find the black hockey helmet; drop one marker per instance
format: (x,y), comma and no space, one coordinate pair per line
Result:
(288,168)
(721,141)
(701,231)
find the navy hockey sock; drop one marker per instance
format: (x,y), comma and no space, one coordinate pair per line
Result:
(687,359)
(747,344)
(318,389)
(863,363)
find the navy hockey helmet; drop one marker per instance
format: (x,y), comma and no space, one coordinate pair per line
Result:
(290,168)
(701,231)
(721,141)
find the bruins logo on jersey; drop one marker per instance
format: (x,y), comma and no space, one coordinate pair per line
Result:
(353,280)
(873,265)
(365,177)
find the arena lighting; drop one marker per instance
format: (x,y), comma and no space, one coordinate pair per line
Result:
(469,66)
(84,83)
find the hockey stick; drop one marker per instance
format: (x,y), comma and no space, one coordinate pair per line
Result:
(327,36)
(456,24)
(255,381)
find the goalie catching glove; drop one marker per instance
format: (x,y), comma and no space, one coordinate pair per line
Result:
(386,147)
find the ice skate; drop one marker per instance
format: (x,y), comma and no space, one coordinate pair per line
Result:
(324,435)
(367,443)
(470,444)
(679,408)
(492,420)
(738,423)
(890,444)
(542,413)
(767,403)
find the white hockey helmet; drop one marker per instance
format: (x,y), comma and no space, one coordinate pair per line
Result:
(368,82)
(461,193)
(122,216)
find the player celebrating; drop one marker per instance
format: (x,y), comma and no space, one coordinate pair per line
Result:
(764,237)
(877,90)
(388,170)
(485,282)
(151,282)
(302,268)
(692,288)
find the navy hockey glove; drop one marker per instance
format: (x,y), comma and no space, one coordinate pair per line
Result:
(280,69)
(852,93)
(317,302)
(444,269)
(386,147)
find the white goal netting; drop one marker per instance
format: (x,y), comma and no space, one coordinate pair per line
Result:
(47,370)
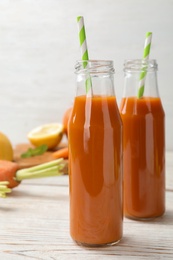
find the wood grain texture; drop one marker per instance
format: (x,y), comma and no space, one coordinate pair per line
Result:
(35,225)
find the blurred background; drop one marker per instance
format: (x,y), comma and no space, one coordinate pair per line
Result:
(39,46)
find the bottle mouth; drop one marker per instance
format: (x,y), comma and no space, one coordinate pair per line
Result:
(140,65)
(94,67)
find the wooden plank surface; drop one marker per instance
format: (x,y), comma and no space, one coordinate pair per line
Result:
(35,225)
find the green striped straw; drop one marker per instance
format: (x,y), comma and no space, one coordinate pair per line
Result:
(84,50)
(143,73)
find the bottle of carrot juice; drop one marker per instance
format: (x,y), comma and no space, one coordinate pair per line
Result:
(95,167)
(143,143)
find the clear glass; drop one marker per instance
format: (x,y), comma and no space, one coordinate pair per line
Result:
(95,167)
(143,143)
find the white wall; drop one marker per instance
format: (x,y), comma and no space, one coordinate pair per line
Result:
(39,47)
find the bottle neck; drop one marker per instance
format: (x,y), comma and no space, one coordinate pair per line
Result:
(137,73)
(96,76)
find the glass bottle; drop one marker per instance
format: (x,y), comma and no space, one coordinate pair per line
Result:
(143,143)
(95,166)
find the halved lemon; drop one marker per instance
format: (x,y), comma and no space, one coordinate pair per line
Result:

■ ■ ■

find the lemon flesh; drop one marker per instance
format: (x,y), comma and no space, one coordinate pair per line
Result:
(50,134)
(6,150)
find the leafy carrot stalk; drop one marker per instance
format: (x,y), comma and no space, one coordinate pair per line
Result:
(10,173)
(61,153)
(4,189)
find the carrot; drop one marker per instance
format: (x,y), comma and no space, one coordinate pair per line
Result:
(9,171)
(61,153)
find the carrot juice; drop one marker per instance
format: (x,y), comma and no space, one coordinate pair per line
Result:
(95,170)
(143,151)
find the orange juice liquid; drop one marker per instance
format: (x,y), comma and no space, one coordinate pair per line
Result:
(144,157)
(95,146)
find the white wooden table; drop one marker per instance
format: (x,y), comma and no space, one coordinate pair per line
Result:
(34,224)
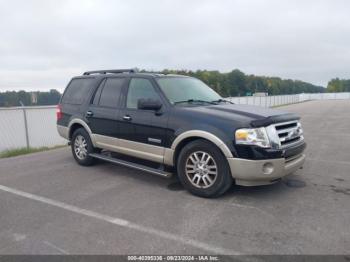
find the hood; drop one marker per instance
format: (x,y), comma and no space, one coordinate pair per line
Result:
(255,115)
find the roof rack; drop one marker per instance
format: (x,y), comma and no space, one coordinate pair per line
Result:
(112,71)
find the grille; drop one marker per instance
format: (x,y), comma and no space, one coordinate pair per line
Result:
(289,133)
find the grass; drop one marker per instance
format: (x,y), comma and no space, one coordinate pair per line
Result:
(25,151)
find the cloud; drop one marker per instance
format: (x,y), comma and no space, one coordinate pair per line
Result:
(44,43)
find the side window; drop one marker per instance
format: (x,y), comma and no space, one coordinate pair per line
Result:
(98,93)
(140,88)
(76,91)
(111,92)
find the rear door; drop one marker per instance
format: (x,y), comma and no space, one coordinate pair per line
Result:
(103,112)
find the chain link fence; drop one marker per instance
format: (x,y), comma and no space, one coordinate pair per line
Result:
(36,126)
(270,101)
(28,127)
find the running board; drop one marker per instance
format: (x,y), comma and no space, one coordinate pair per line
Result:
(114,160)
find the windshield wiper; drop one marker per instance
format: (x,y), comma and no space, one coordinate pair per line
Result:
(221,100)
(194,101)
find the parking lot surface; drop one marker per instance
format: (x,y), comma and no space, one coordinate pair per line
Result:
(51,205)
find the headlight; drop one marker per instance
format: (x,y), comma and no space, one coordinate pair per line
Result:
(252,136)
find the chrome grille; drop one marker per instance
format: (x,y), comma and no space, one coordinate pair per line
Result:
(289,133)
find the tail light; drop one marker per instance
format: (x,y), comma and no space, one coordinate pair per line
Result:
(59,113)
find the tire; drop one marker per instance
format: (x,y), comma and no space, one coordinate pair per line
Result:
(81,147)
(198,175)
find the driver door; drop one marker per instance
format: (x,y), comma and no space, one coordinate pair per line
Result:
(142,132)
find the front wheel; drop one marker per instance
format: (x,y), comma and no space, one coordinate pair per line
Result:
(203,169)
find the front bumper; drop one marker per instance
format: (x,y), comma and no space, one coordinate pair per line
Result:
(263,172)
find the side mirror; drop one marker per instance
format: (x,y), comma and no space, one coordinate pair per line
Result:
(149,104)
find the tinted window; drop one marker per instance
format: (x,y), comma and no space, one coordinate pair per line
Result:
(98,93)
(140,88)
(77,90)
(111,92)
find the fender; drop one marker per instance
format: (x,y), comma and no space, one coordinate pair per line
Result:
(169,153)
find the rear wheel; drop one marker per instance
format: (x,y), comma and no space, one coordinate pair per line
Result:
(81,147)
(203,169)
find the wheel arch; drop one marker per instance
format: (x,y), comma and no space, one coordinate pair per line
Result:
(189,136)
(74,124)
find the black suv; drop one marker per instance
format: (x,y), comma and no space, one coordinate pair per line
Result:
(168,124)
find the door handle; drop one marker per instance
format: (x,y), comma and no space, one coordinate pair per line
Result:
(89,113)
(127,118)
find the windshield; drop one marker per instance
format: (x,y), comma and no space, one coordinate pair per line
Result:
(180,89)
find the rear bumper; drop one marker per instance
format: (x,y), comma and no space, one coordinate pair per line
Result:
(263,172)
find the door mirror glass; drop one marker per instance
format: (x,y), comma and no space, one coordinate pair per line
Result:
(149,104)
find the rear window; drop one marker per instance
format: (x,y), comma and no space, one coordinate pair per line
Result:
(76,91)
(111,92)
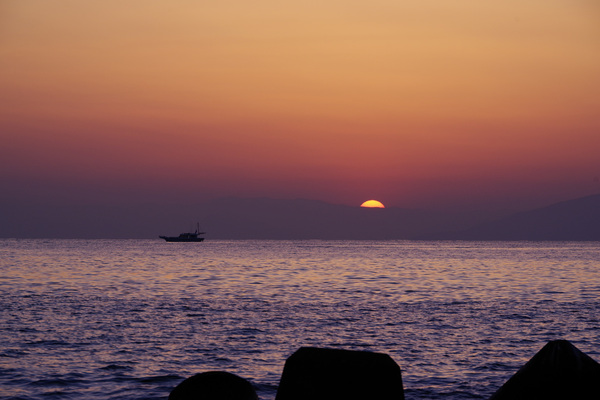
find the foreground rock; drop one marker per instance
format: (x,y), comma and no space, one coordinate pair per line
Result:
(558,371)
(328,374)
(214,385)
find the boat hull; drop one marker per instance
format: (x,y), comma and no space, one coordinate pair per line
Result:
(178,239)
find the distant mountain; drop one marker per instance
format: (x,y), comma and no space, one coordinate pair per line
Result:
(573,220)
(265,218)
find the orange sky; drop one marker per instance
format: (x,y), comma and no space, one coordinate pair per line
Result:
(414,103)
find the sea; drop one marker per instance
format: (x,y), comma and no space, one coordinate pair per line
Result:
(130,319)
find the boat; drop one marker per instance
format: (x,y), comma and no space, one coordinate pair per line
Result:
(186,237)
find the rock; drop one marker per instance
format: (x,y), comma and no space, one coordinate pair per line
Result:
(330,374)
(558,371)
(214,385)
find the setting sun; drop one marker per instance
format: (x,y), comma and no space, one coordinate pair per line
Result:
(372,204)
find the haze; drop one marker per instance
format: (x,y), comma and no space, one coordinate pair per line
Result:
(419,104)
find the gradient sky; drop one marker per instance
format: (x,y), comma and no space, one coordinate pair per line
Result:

■ ■ ■

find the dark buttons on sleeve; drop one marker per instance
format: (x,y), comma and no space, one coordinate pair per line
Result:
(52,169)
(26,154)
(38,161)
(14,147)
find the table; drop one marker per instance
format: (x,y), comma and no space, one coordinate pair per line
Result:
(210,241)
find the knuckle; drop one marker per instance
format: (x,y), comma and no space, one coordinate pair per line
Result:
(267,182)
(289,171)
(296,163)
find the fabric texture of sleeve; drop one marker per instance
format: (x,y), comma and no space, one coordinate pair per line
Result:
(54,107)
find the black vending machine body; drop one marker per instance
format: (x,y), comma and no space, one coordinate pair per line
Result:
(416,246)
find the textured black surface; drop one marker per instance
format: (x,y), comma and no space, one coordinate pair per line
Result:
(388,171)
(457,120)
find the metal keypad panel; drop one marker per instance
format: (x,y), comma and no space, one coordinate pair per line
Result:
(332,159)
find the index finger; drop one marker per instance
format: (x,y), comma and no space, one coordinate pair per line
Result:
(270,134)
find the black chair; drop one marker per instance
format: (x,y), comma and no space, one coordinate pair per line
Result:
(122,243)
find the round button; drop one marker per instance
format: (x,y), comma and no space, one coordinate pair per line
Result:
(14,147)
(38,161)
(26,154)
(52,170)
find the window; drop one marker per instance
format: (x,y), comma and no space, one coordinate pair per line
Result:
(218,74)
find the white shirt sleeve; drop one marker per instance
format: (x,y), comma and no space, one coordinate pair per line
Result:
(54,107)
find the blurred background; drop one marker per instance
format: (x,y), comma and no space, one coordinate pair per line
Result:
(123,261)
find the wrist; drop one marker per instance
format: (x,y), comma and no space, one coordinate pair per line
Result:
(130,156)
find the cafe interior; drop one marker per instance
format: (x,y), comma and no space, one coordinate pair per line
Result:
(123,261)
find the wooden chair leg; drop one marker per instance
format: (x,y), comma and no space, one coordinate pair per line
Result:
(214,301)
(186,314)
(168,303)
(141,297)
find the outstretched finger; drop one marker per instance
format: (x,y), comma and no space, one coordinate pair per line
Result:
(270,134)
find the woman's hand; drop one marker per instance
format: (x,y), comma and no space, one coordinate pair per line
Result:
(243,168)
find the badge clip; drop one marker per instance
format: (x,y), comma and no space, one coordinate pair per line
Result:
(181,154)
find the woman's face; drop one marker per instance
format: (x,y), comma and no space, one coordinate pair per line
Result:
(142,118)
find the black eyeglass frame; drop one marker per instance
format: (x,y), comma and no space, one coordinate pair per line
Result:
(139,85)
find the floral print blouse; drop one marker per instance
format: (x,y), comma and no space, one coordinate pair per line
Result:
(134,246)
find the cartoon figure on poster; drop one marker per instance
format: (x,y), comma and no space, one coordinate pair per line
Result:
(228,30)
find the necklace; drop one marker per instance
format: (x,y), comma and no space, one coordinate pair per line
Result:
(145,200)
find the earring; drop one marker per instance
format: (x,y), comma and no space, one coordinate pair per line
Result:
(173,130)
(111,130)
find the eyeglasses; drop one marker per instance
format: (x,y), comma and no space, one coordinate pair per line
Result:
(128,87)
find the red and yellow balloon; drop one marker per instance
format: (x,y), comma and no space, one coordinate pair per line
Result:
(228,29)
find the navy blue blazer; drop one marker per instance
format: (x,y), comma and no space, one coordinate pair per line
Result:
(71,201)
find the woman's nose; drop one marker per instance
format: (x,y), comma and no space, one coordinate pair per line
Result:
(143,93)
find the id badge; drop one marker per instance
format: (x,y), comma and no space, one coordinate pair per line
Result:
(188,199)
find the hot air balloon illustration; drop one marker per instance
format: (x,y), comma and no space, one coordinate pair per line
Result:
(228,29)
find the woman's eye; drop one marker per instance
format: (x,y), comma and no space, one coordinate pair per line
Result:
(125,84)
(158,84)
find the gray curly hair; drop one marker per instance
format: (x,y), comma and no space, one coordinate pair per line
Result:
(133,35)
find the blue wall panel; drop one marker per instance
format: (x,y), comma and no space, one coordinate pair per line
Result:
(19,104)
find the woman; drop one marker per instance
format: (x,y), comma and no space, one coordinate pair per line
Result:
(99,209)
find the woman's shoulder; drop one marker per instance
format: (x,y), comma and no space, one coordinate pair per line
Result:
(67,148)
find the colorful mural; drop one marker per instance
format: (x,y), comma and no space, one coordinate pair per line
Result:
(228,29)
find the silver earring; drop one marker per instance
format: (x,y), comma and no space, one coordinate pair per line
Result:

■ ■ ■

Set exercise
Report every line of the entries above that contains the word "white", matching case exactly.

Result
find the white hockey helmet; drop one marker per instance
find the white goal netting; drop one marker per instance
find the white wall; drop one marker per instance
find the white wooden table; drop one marker per instance
find the white shirt sleeve; drop one marker per instance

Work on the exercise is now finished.